#### [Document text]
* * *

While Fini was a full participant in Surrealism, living, painting, and exhibiting with those of its inner circle in Paris, her treatment of her subjects – the female figure, in particular – was distinct. The fantasy of her Surrealism was one in which women were central, powerful, and even magical, with the ability to transform and rule.

Portraiture was a way for Fini to exhibit her skill and make a living, alongside her work on larger, Surrealist scenes. She was such an undisputed master of portraiture that her talent was sought out by elite figures all over Europe, even before she was 20 years old, and despite being a woman working in a field of men.

When the other artists of her circle migrated, predominantly to the United States, to flee World War II, Fini stayed in Europe, travelling the continent to avoid conflict for nearly six years before settling for good in Paris in 1946.

* * *

#### [Task instructions]
- a) In the passage on Fini, reproduce the words from "While Fini was" to "field of men." verbatim.
- b) According to the passage on Fini, why did she spend nearly six years traveling across Europe? Answer in one to three sentences.

* * *

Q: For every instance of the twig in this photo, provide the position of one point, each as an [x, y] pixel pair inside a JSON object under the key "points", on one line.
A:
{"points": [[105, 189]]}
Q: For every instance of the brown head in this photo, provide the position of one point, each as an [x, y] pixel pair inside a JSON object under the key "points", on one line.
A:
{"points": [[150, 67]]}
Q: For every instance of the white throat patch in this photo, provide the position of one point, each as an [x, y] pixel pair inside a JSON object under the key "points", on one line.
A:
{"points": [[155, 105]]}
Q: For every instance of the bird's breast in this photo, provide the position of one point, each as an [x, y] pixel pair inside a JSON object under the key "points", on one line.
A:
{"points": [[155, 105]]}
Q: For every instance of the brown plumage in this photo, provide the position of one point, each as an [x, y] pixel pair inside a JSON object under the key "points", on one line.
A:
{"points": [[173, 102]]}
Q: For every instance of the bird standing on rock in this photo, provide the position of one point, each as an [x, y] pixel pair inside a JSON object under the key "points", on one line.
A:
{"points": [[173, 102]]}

* * *

#### [Solutions to the exercise]
- a)
While Fini was a full participant in Surrealism, living, painting, and exhibiting with those of its inner circle in Paris, her treatment of her subjects – the female figure, in particular – was distinct. The fantasy of her Surrealism was one in which women were central, powerful, and even magical, with the ability to transform and rule.

Portraiture was a way for Fini to exhibit her skill and make a living, alongside her work on larger, Surrealist scenes. She was such an undisputed master of portraiture that her talent was sought out by elite figures all over Europe, even before she was 20 years old, and despite being a woman working in a field of men.

- b) Fini traveled the continent to avoid conflict during World War II, staying in Europe rather than migrating as other artists of her circle did. She did this for nearly six years before settling for good in Paris in 1946.